▶ _Task details_: Reproduce every one of the following records word for word.

▶ _Records_:
"""

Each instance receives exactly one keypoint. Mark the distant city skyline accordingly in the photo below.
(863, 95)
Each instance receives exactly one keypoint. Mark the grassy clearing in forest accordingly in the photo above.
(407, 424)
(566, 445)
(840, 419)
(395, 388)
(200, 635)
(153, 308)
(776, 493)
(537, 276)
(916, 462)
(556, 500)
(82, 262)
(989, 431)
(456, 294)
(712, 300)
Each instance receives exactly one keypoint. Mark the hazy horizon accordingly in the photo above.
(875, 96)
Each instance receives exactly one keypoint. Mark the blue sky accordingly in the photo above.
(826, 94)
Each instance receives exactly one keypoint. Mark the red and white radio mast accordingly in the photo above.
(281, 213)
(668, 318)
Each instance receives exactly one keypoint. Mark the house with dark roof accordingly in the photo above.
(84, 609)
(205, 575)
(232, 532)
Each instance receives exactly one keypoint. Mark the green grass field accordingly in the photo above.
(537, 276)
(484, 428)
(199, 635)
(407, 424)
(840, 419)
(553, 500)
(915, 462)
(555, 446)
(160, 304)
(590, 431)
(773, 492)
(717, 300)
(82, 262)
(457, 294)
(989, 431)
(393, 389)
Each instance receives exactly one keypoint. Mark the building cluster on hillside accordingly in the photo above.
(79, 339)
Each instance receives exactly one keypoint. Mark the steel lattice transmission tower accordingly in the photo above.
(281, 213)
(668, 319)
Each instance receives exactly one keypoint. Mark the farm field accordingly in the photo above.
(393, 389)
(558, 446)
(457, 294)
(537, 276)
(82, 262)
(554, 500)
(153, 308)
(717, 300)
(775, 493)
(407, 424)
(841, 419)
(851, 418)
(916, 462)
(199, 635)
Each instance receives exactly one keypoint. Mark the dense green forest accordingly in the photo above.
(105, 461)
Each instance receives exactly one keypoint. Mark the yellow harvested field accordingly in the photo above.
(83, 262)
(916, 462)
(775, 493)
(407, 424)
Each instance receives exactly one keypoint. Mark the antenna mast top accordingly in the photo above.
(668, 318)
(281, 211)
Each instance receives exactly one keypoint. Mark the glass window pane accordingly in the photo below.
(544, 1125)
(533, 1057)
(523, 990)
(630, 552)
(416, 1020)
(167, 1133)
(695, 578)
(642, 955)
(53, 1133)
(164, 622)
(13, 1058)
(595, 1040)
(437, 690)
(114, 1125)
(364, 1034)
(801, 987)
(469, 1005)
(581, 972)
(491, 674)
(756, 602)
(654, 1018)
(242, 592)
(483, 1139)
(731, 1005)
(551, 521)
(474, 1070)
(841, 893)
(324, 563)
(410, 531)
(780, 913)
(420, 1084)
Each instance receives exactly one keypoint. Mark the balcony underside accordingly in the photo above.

"""

▶ _Response to this exercise_:
Each instance receives exactly one keypoint. Mark the distant city skyline accordingly in the photo below.
(863, 95)
Each instance receives exactly one keypoint. Mark the grassy clearing in forest accordingly in the photo above.
(407, 424)
(566, 445)
(840, 419)
(395, 388)
(200, 635)
(153, 308)
(776, 493)
(537, 276)
(916, 462)
(556, 500)
(82, 262)
(989, 431)
(456, 294)
(712, 300)
Each instance receives exactly one keypoint. Mark the hazy horizon accordingly in the photo above.
(875, 96)
Each instance receives exactly one keypoint. Mark the blue sky accordingly in the photo above.
(826, 94)
Each instance receives exactly one keypoint. Mark the red and white radio mast accordingly in the photo above.
(281, 213)
(668, 318)
Each instance receives exactly one keypoint. Mark the house with dark roof accordingly in the photo above.
(84, 609)
(205, 575)
(232, 532)
Each instance receives exactly one keypoint. Mark the green grass field accordingly in the photo above.
(537, 276)
(484, 428)
(199, 635)
(407, 424)
(840, 419)
(553, 500)
(915, 462)
(555, 446)
(160, 304)
(590, 431)
(773, 492)
(717, 300)
(82, 262)
(457, 294)
(989, 431)
(393, 389)
Each instance receives exactly one keypoint. Mark the building cluster on hillside accordingly in the photo above.
(79, 339)
Each instance receives exactly one keypoint. Mark the steel lattice transmission tower accordingly in the photo above.
(281, 213)
(668, 319)
Each instance receives exactly one keypoint. Mark the farm field accordingly in the photo above.
(393, 389)
(558, 446)
(457, 294)
(537, 276)
(82, 262)
(554, 500)
(153, 308)
(717, 300)
(775, 493)
(407, 424)
(841, 419)
(851, 418)
(916, 462)
(199, 635)
Each instance receives exactly one keypoint. Mark the dense green forest accordingly in the photo above.
(105, 461)
Each instance receives exactly one keypoint. Mark the yellow harvested field accordingly in the photo above.
(83, 262)
(916, 462)
(775, 493)
(407, 424)
Each instance receives exactly one keypoint. Mark the antenna mast top accordingly in the photo above.
(668, 318)
(281, 211)
Each instance receives exactly one keypoint. Mark the glass window pane accordingly in the photo below.
(544, 1125)
(533, 1057)
(523, 990)
(630, 552)
(416, 1020)
(167, 1133)
(695, 578)
(642, 955)
(53, 1133)
(164, 622)
(13, 1058)
(595, 1040)
(437, 690)
(114, 1125)
(364, 1034)
(801, 987)
(469, 1005)
(581, 972)
(491, 674)
(756, 602)
(654, 1018)
(242, 592)
(483, 1139)
(731, 1005)
(551, 521)
(474, 1070)
(841, 893)
(324, 563)
(410, 531)
(780, 913)
(420, 1084)
Each instance receives exactly one keypoint. Mark the balcony underside accordingly in the photo above.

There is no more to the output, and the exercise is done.